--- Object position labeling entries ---
==================================================

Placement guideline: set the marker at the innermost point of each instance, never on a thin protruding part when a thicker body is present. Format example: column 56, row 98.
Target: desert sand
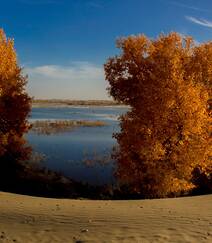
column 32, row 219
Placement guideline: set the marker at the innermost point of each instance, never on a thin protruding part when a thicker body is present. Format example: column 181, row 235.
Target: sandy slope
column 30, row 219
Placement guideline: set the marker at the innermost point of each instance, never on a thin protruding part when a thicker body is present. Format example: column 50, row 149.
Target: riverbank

==================================================

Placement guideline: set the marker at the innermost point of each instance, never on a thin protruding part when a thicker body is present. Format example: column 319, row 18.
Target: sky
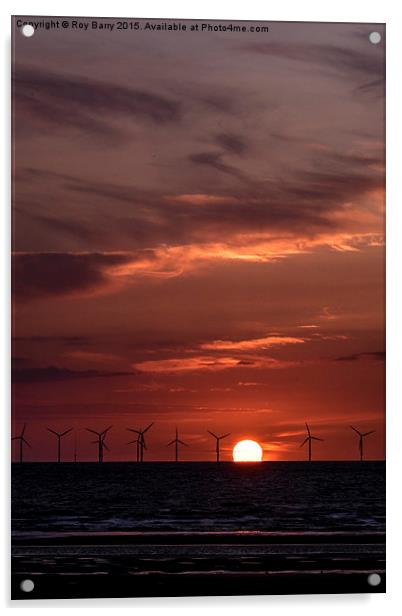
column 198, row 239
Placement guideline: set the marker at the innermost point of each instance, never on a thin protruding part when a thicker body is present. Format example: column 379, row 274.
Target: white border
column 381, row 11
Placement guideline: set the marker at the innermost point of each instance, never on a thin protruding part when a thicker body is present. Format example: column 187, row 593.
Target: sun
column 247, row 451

==================================================

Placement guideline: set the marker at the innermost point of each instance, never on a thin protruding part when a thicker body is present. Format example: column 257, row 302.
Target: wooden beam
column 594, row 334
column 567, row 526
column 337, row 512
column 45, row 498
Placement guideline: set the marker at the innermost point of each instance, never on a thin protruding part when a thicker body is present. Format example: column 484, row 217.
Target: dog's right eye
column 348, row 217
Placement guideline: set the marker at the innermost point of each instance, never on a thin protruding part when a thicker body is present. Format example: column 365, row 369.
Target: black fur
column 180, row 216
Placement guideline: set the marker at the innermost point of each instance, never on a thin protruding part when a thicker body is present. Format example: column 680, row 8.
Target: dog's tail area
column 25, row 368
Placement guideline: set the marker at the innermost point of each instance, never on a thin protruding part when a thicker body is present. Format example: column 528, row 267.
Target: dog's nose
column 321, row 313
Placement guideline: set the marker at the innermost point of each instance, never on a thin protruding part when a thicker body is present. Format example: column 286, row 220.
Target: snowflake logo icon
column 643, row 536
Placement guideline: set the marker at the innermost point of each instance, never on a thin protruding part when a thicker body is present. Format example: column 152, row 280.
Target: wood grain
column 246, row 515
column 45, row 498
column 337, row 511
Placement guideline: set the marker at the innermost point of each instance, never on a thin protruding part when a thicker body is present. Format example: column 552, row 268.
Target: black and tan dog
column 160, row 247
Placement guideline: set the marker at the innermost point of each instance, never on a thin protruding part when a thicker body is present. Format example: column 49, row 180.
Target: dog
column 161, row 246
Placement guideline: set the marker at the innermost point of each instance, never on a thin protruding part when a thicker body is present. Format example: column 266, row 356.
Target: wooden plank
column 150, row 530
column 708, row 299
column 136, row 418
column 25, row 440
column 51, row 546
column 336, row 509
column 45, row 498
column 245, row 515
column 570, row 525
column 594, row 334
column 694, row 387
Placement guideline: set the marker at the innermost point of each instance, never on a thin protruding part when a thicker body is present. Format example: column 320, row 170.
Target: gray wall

==================================================

--- Directions ---
Copy out the data word for word, beginning at the line that contains "257, row 302." and stopping after the line that contains "column 643, row 536".

--- Solution for this task ---
Placement guideline: set the marker at the innermost point of each instance, never on a thin protruding part when a thicker body is present. Format example: column 257, row 302.
Target: wooden beam
column 594, row 334
column 567, row 526
column 337, row 512
column 45, row 498
Placement guideline: set the marker at the innermost point of each instance, never on a thin protruding part when a thicker body is present. Format example: column 484, row 217.
Target: dog's right eye
column 348, row 217
Placement guideline: set the marker at the innermost point of each instance, never on a thin protruding part when a thicker body is present. Format example: column 365, row 369.
Target: black fur
column 180, row 216
Placement guideline: set the marker at the innermost point of each instance, never on a thin protruding part when a thicker body is present. Format example: column 680, row 8.
Target: dog's tail area
column 25, row 368
Placement guideline: set the marker at the innermost point of each instance, never on a thin protruding part when a thicker body is present. Format example: column 528, row 267.
Target: dog's nose
column 321, row 313
Placement guideline: set the marker at the innermost point of each instance, never on a thin protruding part when a thicker body is present. Format example: column 286, row 220.
Target: snowflake logo icon
column 643, row 536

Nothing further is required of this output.